課題 a => レコードのうち「Where can you find the white」を含む行から始まり「(880, 1051)」を含む行で終わる範囲（両端を含む）だけを、列名を「入力」と「出力」とする2列のCSVに書き換えること。レコード1件を1行とし、その文と答えをそれぞれ二重引用符で囲んだ1つのフィールドに収め、改行は空白に置き換える。

観劇感想文

2019年観劇ログ*下半期

7月以降の観劇ログです。2019年は早めに観劇納めをしたので11月分まで。

17.PANDORA

海賊と天使の話。私はいったい何を見せられたんだ……? ってなった今年の優勝作品。直球で愛の話だったので情緒が追いつかなかった。あまりにも精度の高い純愛。

そもそも同じ世界のNEW WORLDも同じ世界観のFANTASISTAも愛の話でしたけれども。でしたけれどもここまで直球で天使の純愛を繰り広げられた上で、ラストにルルティアちゃんのアラベスク流されるともう客席に沈むことしかできないのですが……二人に降り注ぐ光が……綺麗だね……(顔を覆う)

初日の感想を掘り出したので貼っておきます。この方が早いわ。

入力データ =>
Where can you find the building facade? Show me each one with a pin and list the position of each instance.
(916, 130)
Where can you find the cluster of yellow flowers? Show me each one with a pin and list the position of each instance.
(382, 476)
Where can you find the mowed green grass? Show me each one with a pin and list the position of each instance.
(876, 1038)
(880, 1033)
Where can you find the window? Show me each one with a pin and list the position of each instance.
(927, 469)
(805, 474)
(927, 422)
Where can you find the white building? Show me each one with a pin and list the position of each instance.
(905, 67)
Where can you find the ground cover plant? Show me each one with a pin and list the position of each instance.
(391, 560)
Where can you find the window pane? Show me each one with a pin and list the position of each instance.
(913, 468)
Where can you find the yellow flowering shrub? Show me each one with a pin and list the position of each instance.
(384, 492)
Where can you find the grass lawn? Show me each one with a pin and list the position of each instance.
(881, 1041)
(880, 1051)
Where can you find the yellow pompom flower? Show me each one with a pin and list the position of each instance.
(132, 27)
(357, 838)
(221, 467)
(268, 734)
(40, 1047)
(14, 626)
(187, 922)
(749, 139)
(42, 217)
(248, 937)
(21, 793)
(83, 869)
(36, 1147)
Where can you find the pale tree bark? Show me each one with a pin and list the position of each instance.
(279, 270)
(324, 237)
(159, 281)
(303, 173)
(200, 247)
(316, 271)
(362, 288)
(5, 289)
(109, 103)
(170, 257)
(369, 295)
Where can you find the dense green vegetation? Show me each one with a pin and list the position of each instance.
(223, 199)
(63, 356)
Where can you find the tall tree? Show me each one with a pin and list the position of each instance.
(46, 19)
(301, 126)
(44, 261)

課題 b => 観劇ログのうち「そもそも同じ世界のNEW W」から始まり「初日の感想を掘り出したので貼っておきます。この方が早いわ。」で終わる部分を、一字も変えずに再掲すること。

解答 a =>
入力,出力
"Where can you find the white building? Show me each one with a pin and list the position of each instance.","(905, 67)"
"Where can you find the ground cover plant? Show me each one with a pin and list the position of each instance.","(391, 560)"
"Where can you find the window pane? Show me each one with a pin and list the position of each instance.","(913, 468)"
"Where can you find the yellow flowering shrub? Show me each one with a pin and list the position of each instance.","(384, 492)"
"Where can you find the grass lawn? Show me each one with a pin and list the position of each instance.","(881, 1041) (880, 1051)"

解答 b =>
そもそも同じ世界のNEW WORLDも同じ世界観のFANTASISTAも愛の話でしたけれども。でしたけれどもここまで直球で天使の純愛を繰り広げられた上で、ラストにルルティアちゃんのアラベスク流されるともう客席に沈むことしかできないのですが……二人に降り注ぐ光が……綺麗だね……(顔を覆う)

初日の感想を掘り出したので貼っておきます。この方が早いわ。